(Extract to read)
Vicki the cop. Erin the nurse. Fiona the immigrant. Katie the cancer patient. And don’t forget Joseph, “a heroic dad” and his hardscrabble brood. These are Eric Cantor’s favorite props, er … people.
Attempting to rebrand the GOP as a family-friendly party, the House majority leader borrowed rhetorical devices from Bill Clinton, who was always bragging about “putting people first,” and from Ronald Reagan, who revolutionized the stage-managed presidency by putting people in his audiences.
Cantor referenced the stories of no fewer than nine “real people” in his speech to a conservative think tank Tuesday, most of them seated at the front of his well-heeled audience.
Cynical — yes. Unusual — no. President Obama drew criticism recently for signing a gun-control directive onstage with children touched by the mass shooting in Newtown, Conn.
“I learned years ago from Sen. [Edward] Kennedy that the best way to drive a message is to personalize it by highlighting the concerns of real people,” said Jim Manley, longtime Democratic aide in Congress who now works at QGA Public Affairs in Washington.
Cantor told the conservative group that while House Republicans believe “there is no greater moral imperative” than erasing federal debt, the GOP also needs to “focus our attention on what lies beyond these fiscal debates.”

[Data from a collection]
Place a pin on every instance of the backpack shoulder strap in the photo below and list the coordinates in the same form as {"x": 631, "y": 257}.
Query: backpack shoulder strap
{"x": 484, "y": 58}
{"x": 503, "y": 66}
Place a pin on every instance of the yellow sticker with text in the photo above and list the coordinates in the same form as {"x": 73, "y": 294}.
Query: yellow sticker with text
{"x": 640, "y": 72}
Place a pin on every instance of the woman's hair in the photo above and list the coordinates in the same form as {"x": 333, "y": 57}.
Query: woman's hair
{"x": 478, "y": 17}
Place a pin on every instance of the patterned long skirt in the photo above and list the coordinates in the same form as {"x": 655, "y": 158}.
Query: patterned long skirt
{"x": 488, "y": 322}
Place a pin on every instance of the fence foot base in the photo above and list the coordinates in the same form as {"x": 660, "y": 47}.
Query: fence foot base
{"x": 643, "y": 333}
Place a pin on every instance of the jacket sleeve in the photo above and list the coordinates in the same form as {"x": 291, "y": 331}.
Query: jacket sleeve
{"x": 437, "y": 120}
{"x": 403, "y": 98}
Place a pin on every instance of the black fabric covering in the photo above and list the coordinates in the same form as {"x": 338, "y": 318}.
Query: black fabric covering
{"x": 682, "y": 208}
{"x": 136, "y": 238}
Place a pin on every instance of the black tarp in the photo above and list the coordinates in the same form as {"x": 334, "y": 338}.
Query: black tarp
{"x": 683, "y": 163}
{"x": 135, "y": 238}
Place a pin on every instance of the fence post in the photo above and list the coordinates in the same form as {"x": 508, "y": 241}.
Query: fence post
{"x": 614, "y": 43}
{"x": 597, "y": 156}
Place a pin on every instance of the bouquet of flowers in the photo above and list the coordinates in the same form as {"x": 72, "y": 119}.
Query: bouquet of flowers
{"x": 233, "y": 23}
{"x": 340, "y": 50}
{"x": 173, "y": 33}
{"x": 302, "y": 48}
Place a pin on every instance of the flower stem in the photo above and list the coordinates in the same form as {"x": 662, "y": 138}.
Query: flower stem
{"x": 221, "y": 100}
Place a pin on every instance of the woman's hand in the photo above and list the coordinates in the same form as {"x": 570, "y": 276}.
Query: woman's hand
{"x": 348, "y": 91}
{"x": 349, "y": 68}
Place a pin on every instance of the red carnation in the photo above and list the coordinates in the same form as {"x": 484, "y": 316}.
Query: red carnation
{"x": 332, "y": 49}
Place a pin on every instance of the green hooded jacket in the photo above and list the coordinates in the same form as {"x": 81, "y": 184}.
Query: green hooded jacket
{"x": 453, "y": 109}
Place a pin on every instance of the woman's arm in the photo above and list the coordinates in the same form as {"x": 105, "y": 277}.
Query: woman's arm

--

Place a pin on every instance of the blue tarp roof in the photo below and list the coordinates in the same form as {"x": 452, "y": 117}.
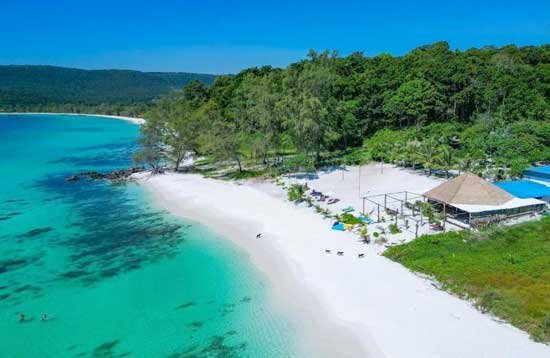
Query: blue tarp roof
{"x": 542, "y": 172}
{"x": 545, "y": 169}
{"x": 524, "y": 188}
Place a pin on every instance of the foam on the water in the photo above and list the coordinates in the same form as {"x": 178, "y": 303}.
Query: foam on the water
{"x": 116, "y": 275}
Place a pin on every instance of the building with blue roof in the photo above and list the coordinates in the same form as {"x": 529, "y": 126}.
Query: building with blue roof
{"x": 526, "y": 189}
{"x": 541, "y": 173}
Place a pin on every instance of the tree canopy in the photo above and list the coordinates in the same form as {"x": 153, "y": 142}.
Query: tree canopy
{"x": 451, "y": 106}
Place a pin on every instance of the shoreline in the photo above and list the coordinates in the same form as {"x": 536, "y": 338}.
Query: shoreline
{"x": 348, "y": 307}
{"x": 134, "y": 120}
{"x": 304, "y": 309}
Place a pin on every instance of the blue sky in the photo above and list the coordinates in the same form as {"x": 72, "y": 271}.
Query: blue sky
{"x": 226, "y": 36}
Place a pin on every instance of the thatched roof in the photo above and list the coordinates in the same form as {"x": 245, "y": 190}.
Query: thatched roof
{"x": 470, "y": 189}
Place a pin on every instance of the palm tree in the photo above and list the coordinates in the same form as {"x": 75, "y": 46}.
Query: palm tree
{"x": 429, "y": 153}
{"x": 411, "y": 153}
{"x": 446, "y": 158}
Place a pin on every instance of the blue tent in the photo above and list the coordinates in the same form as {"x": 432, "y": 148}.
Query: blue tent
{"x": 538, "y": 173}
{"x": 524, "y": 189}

(Exercise details)
Write the next part of the article above about Eric Cantor's speech and its "real people," picking up right after its last sentence.

(Output for this exercise)
Left unsaid was the political imperative: Cantor and other GOP leaders are desperate to polish the party’s image after being humbled in last fall’s elections. His response is to repackage GOP policies under the umbrella of “making life work better” for American families.
While proposing that federal education spending be redirected to private schools, Cantor pointed to Kelley and his four children seated in the front row. “Joseph worried that the public school wasn’t helping his son,” Cantor said.
On Monday, he visited the private school attended by Kelley’s children, chit-chatting with teachers and posing for photos. Neither “Joseph Kelley, nor any parent, should have to wait for failing school system to get their acts together,” Cantor said.
You support more visas for foreign students? Meet Fiona Zhou of China, a George Washington University engineering student seated behind Kelley.
You want to eliminate the medical-device tax? Let’s hear it for Erin Shucosky, a nurse suffering from crippling neck and back pain. There she is, wearing a cervical collar to the speech.
Family-leave time for hourly workers? Cantor will tell you about “a police officer at home in my district, her name is Vicki.”
And let’s not forget “a young girl from Richmond named Katie,” diagnosed with a brain tumor after her first birthday. She’s 12 now, and in the audience, a living example of why Cantor believes that federal money spent on social sciences — “including on politics of all things” — should be redirected to medical research. Cantor has known her and her family for over a decade.
But that’s not all. Cantor ended his speech by remembering two other real people. “My grandparents,” he said, “fled the vicious anti-Semitic programs of the czars of Russia to come to America. Widowed at a young age, my grandmother raised her two sons in a tiny apartment atop a grocery store she and my grandfather had opened.”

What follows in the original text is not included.